- _Exercise details_
Can you locate every line in the listing below that contains the string "bounding" and copy each one? Case counts.

- _Entries provided_
■ ■ ■ ■ ■ ■ ■

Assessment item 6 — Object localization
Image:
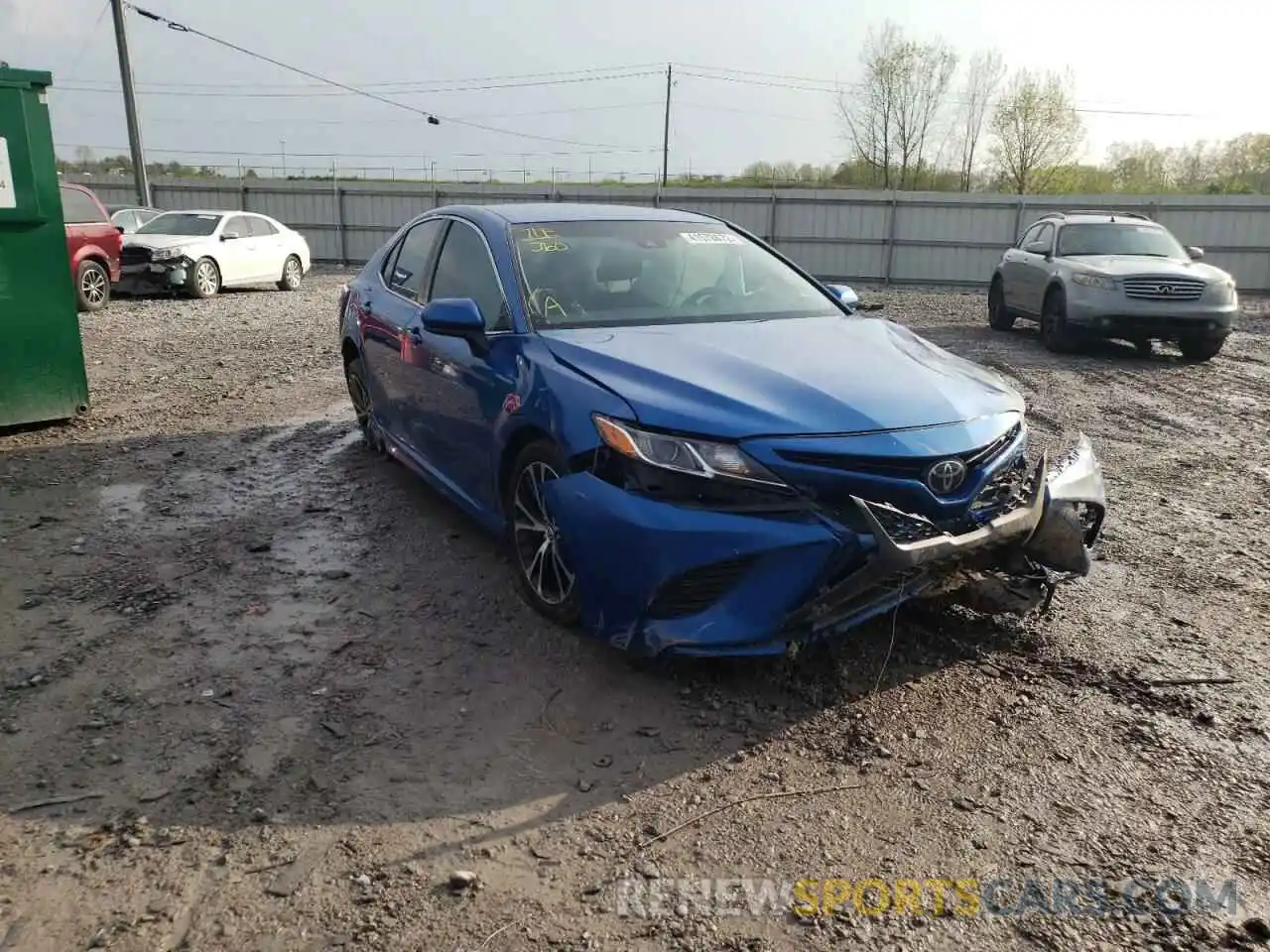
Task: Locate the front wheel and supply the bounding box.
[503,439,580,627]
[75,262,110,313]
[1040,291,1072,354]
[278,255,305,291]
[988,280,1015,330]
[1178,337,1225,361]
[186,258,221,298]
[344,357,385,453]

■ ■ ■ ■ ■ ■ ■

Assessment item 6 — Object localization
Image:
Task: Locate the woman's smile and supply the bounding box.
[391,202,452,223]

■ ■ ■ ■ ■ ■ ■

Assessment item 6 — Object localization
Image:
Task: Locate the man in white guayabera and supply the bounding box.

■ ■ ■ ■ ■ ■ ■

- _Answer to this problem_
Task: Locate the front wheel and supply the bounding box.
Task: Locate the woman's smile and supply the bounding box.
Task: Locate the man in white guayabera and supply the bounding box.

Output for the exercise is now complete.